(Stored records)
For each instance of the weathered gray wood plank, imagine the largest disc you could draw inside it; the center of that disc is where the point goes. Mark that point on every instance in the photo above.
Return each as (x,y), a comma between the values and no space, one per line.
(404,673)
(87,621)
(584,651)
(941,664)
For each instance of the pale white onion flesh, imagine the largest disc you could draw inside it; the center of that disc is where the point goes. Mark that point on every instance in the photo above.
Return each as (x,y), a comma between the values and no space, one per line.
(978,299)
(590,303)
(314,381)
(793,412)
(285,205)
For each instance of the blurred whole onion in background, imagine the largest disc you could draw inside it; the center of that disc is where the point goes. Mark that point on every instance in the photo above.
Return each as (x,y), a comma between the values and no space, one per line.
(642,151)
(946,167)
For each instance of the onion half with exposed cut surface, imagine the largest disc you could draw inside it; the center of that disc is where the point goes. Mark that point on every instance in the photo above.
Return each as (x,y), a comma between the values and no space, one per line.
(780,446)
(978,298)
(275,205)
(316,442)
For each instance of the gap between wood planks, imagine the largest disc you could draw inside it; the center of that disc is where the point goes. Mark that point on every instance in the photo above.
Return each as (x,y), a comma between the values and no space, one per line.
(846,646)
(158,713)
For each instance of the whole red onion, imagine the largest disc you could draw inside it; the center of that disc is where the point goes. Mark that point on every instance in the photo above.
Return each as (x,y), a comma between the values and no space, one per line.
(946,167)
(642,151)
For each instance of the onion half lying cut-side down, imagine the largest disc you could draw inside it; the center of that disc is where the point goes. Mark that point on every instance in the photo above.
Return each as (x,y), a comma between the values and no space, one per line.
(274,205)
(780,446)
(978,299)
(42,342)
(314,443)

§ Your instructions
Render the records as a Markdown table with the columns "Row" and "Text", starting with the line that contains "For each instance of the onion half lying" and going on through the end of the records, with blank lines left out.

§ Reply
| Row | Text |
|---|---|
| 1 | For each instance of the onion half lying cut-side down, imagine the largest disc you could draw inside it; the center of that disc is where the point goes. Mark that point on every instance in the photo above. |
| 2 | Return each as (x,y), a comma between the values and no space, one per line. |
| 3 | (274,205) |
| 4 | (780,446) |
| 5 | (978,299) |
| 6 | (42,342) |
| 7 | (314,443) |